Copy the lines word for word, starting at the beginning and ending with the line that contains "736, 309, 775, 316". Leave the pictures out.

→ **PROVIDED MATERIAL**:
-- START --

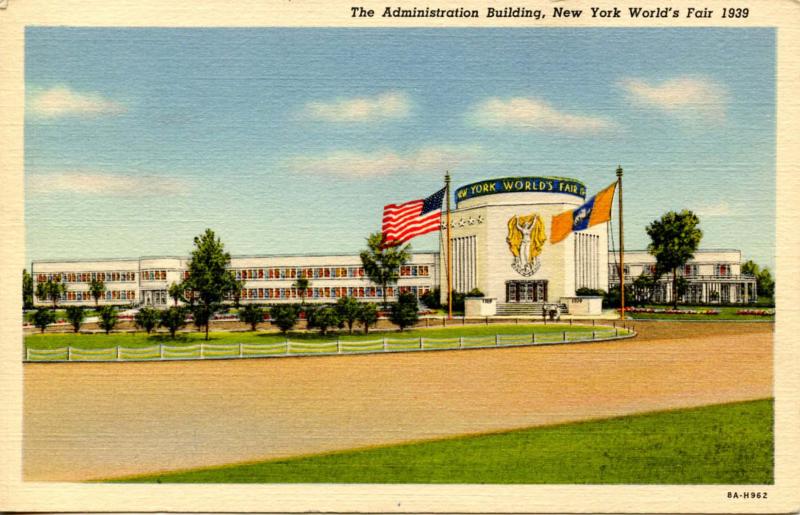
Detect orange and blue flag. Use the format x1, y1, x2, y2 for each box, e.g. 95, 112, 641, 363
550, 181, 617, 243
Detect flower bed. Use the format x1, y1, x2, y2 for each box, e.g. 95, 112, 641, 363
625, 307, 720, 315
736, 309, 775, 316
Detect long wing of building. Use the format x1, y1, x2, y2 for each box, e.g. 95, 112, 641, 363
31, 177, 757, 315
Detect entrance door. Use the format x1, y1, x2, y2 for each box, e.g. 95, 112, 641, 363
506, 281, 547, 304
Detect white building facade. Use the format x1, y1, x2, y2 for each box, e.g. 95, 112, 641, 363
439, 177, 608, 314
31, 177, 757, 315
608, 249, 758, 304
31, 253, 439, 307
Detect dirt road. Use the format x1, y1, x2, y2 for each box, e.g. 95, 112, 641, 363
23, 322, 772, 480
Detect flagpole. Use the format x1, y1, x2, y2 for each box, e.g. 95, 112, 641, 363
444, 172, 453, 320
617, 165, 625, 320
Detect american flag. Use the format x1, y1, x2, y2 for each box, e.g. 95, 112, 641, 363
382, 188, 447, 247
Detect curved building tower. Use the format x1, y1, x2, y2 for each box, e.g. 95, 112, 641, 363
440, 177, 609, 314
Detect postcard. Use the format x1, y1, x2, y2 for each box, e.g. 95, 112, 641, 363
0, 0, 800, 513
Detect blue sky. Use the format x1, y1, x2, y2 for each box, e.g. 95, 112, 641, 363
25, 27, 775, 267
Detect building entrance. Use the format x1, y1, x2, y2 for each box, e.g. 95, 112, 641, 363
506, 281, 547, 303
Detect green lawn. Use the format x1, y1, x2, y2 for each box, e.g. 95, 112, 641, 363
22, 308, 98, 324
25, 324, 623, 349
117, 400, 773, 484
625, 304, 775, 320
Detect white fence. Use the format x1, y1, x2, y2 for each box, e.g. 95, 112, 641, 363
25, 326, 636, 362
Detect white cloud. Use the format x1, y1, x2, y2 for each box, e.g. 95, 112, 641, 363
694, 201, 732, 217
286, 145, 480, 178
621, 77, 728, 120
467, 97, 615, 134
26, 171, 189, 197
27, 86, 127, 118
303, 91, 411, 123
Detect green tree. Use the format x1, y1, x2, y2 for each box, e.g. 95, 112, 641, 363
292, 277, 311, 306
336, 297, 361, 334
159, 306, 186, 339
185, 229, 236, 340
89, 279, 106, 308
33, 307, 56, 333
22, 268, 33, 309
133, 307, 161, 334
167, 282, 184, 306
66, 306, 86, 333
756, 267, 775, 300
269, 304, 300, 336
36, 279, 66, 310
231, 272, 245, 309
648, 209, 703, 307
97, 306, 118, 334
239, 304, 266, 331
675, 276, 689, 299
419, 286, 442, 309
307, 306, 341, 336
358, 302, 378, 334
360, 232, 411, 309
189, 304, 211, 334
742, 260, 775, 299
389, 293, 419, 331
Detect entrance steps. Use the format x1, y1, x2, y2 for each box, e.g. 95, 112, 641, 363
497, 302, 567, 317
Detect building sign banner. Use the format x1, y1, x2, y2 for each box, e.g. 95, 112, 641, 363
456, 177, 586, 204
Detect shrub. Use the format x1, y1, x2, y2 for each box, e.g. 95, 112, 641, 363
133, 307, 161, 334
159, 306, 186, 338
306, 306, 341, 335
239, 304, 266, 331
33, 308, 56, 332
336, 297, 361, 334
270, 304, 300, 335
66, 306, 86, 333
358, 302, 378, 334
389, 293, 419, 331
97, 306, 117, 334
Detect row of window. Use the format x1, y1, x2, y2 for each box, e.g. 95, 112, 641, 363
142, 270, 167, 281
62, 290, 136, 302
36, 272, 136, 283
231, 265, 430, 280
36, 265, 430, 283
242, 286, 430, 300
611, 263, 733, 277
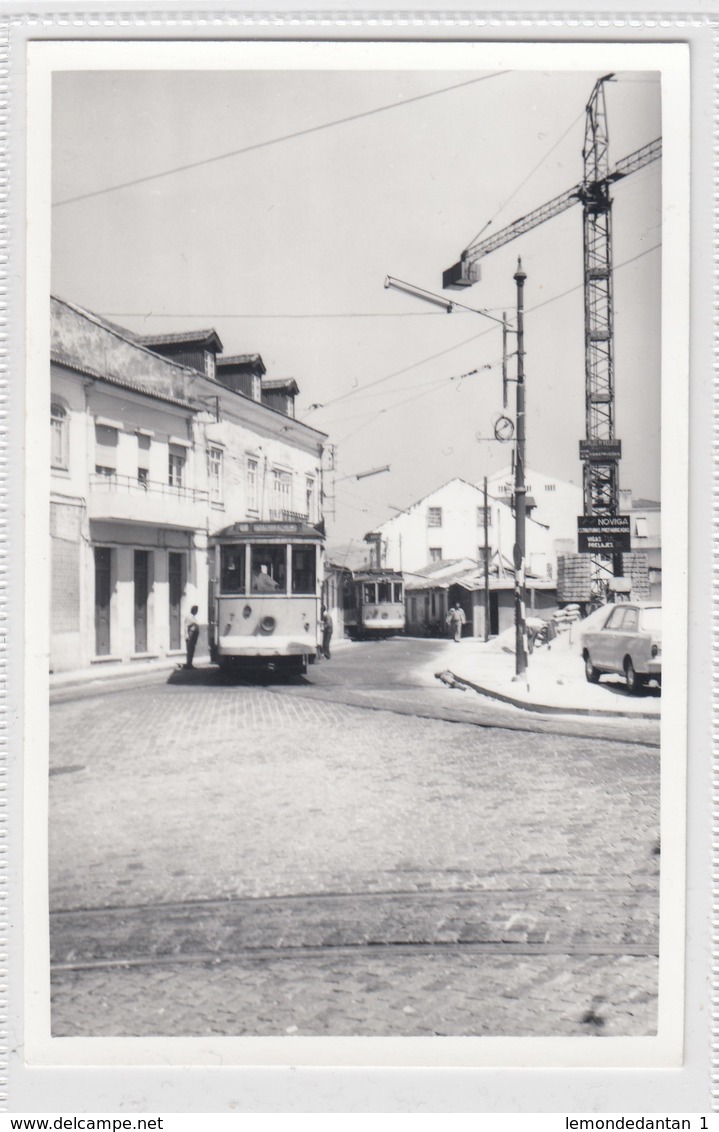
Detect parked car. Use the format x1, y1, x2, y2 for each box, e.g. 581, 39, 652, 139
582, 601, 661, 693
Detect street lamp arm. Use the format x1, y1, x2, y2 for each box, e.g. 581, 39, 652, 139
385, 275, 504, 326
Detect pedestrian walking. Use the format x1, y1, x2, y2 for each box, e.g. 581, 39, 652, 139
185, 606, 199, 668
447, 601, 467, 644
322, 606, 334, 660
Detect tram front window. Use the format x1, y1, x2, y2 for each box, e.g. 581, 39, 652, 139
250, 546, 288, 593
220, 546, 245, 593
292, 546, 317, 593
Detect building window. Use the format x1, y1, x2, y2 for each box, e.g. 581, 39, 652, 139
247, 456, 259, 511
95, 423, 118, 478
207, 446, 224, 503
305, 475, 315, 523
272, 469, 292, 511
168, 444, 187, 488
50, 401, 68, 468
137, 432, 151, 487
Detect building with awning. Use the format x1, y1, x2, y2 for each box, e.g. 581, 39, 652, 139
404, 555, 557, 637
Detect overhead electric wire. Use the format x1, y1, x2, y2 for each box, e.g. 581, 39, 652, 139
52, 70, 508, 208
96, 305, 456, 321
305, 351, 507, 428
301, 241, 661, 421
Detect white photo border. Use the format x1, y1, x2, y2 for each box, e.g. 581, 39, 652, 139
7, 10, 713, 1112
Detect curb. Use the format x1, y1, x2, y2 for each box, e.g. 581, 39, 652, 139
452, 672, 660, 723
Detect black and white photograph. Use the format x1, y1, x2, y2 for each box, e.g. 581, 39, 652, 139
22, 35, 688, 1091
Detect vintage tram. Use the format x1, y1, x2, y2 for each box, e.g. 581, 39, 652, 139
208, 522, 324, 674
344, 567, 405, 641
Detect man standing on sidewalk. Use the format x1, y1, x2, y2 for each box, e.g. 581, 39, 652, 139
322, 606, 334, 660
447, 601, 467, 644
185, 606, 199, 668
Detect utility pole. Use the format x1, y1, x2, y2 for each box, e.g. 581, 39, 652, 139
485, 475, 489, 641
514, 259, 527, 676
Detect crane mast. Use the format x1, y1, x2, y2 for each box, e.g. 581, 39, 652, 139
442, 75, 661, 588
581, 75, 622, 574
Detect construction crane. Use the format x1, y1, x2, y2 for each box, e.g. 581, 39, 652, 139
442, 75, 661, 576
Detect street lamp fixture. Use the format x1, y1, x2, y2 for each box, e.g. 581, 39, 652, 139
385, 266, 529, 678
335, 464, 391, 483
385, 275, 506, 326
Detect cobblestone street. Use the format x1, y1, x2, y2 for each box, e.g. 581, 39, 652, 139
50, 642, 659, 1036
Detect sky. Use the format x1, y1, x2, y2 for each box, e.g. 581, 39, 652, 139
52, 61, 661, 543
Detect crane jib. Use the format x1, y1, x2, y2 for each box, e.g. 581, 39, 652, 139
455, 138, 661, 269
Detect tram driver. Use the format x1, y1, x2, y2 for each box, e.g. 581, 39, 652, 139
252, 563, 280, 593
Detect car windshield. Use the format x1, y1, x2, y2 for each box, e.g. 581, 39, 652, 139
642, 606, 661, 633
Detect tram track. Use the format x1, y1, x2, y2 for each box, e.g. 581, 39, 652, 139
50, 884, 658, 974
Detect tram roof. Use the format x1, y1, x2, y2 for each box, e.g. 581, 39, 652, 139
352, 566, 403, 582
211, 520, 325, 541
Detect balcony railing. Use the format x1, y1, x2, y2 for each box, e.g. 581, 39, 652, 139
89, 472, 209, 503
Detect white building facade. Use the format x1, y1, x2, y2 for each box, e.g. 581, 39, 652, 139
50, 299, 325, 671
377, 469, 582, 578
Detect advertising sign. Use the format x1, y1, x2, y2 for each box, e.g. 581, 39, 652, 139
580, 440, 622, 464
576, 515, 632, 555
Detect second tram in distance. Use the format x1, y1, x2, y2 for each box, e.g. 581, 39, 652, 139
208, 522, 324, 674
344, 567, 405, 641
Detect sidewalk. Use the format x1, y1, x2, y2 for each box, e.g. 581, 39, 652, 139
425, 625, 661, 720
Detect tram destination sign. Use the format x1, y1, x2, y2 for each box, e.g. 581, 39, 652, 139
576, 515, 632, 555
580, 440, 622, 464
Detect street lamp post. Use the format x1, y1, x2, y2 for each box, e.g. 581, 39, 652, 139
514, 259, 528, 677
385, 268, 528, 677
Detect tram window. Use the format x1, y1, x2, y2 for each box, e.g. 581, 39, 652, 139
251, 544, 288, 593
292, 546, 317, 593
220, 546, 245, 593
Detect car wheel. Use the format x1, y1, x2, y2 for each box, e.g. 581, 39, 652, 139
584, 652, 599, 684
624, 657, 644, 696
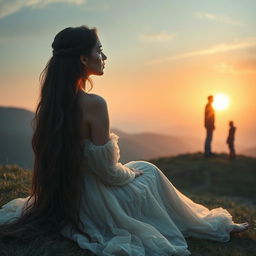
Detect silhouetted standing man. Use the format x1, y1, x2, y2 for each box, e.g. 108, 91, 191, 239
226, 121, 236, 160
204, 95, 215, 157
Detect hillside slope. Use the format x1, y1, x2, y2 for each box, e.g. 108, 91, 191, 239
0, 154, 256, 256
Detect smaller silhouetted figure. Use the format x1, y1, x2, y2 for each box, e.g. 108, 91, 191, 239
204, 95, 215, 157
226, 121, 236, 160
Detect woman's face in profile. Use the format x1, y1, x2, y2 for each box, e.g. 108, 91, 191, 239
80, 40, 107, 76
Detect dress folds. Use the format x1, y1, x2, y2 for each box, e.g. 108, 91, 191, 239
0, 132, 234, 256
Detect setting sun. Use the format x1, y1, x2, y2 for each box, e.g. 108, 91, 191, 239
213, 93, 229, 110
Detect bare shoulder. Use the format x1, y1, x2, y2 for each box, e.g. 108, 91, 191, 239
78, 92, 107, 111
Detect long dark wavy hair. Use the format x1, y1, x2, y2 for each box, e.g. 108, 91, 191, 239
0, 26, 98, 241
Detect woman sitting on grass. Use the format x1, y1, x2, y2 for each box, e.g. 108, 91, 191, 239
0, 26, 248, 256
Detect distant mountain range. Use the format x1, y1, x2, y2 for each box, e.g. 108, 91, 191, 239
0, 107, 256, 169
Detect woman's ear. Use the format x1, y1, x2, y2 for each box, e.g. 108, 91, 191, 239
80, 55, 88, 66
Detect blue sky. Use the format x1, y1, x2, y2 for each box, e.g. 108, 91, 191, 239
0, 0, 256, 151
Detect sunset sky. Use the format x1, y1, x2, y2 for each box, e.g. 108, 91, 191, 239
0, 0, 256, 150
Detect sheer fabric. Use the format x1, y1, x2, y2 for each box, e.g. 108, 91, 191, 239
0, 133, 234, 256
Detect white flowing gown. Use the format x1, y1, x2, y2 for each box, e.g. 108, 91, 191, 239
0, 132, 234, 256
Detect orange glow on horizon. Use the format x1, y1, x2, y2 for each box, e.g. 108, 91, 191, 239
213, 93, 229, 110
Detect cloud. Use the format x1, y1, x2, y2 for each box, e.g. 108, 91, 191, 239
194, 12, 243, 25
148, 37, 256, 64
0, 0, 85, 19
213, 63, 256, 75
140, 31, 174, 42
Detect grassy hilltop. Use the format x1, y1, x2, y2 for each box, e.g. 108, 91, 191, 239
0, 153, 256, 256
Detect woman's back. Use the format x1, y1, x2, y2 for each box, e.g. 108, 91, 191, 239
78, 91, 109, 145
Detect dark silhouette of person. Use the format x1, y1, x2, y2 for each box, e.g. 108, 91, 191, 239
226, 121, 236, 160
204, 95, 215, 157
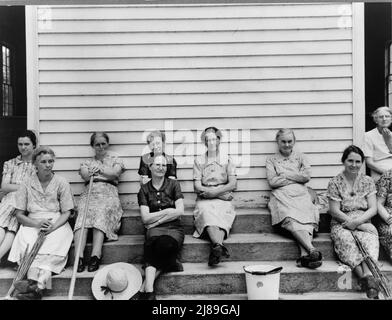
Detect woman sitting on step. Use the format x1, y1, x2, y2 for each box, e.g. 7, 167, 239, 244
328, 145, 379, 298
193, 127, 237, 266
374, 169, 392, 261
132, 155, 184, 300
138, 130, 177, 185
8, 146, 74, 300
374, 169, 392, 261
266, 129, 322, 269
74, 132, 124, 272
0, 130, 37, 261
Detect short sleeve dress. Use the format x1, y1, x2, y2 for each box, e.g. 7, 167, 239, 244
327, 173, 379, 269
193, 154, 236, 238
363, 128, 392, 181
375, 170, 392, 259
0, 156, 35, 233
138, 178, 184, 268
74, 152, 125, 241
266, 151, 319, 234
8, 174, 74, 273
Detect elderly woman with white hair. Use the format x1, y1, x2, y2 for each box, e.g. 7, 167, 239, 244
138, 130, 177, 185
193, 127, 237, 266
266, 129, 322, 269
8, 146, 74, 300
363, 106, 392, 181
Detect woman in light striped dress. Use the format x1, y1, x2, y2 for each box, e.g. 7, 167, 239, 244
0, 130, 37, 260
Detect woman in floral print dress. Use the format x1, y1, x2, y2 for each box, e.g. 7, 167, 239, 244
328, 146, 379, 298
0, 130, 37, 260
75, 132, 124, 272
375, 170, 392, 260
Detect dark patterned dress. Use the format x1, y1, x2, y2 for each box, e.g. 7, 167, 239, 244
74, 152, 125, 241
0, 156, 35, 233
376, 170, 392, 258
328, 173, 379, 269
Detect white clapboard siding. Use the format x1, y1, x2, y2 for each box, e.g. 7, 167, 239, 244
35, 3, 355, 208
40, 127, 352, 146
387, 45, 392, 106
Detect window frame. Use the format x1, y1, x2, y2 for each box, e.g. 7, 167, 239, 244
0, 41, 16, 118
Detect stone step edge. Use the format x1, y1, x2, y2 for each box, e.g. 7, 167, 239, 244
0, 260, 392, 280
156, 291, 369, 300
122, 207, 328, 218
72, 232, 332, 247
42, 291, 369, 300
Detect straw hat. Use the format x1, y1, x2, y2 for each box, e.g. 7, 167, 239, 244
91, 262, 142, 300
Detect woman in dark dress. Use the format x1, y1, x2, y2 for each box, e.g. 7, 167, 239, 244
134, 155, 184, 300
138, 130, 177, 185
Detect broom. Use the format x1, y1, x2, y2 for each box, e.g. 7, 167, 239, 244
68, 176, 94, 300
351, 231, 391, 299
5, 230, 46, 299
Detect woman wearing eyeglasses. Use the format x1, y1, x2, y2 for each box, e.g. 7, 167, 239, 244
363, 106, 392, 181
132, 155, 184, 300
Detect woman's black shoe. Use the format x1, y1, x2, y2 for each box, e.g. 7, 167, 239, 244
87, 256, 102, 272
78, 257, 86, 272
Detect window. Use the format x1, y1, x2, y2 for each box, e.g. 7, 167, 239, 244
0, 44, 14, 117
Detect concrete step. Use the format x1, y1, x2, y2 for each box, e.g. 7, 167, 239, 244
157, 291, 368, 301
70, 233, 342, 263
119, 207, 331, 235
0, 261, 392, 297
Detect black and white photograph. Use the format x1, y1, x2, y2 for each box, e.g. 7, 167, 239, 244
0, 0, 392, 304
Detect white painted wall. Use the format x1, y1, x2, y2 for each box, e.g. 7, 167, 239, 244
26, 3, 365, 208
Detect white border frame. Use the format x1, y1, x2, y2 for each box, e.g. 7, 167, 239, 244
25, 6, 40, 136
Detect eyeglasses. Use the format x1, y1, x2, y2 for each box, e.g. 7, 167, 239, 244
154, 163, 167, 168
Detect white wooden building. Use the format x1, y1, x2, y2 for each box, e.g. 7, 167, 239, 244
26, 3, 365, 208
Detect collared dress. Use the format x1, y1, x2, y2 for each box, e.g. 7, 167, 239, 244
266, 151, 319, 235
363, 128, 392, 181
137, 178, 184, 246
137, 152, 177, 178
193, 154, 236, 238
375, 170, 392, 259
0, 156, 35, 233
138, 178, 184, 267
8, 174, 74, 273
327, 173, 379, 269
74, 151, 125, 241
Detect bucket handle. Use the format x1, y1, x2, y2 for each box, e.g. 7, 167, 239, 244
243, 266, 283, 276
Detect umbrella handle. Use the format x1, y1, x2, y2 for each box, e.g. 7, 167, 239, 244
68, 176, 94, 300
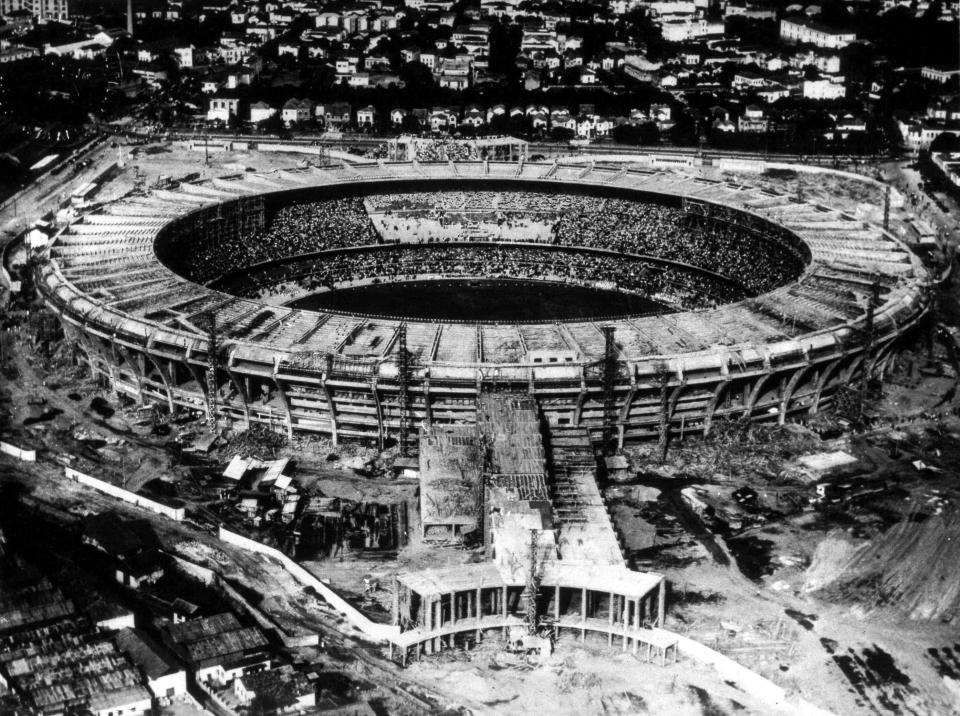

-- END --

→ **THE SOLUTION**:
Detect orange and blue flag. Use the format x1, y1, x2, y2 for each box, e.g. 95, 112, 641, 363
550, 181, 617, 243
Detect flower bed. Use the format x1, y1, x2, y2 for each box, e.g. 95, 112, 641, 363
625, 307, 720, 315
736, 309, 775, 316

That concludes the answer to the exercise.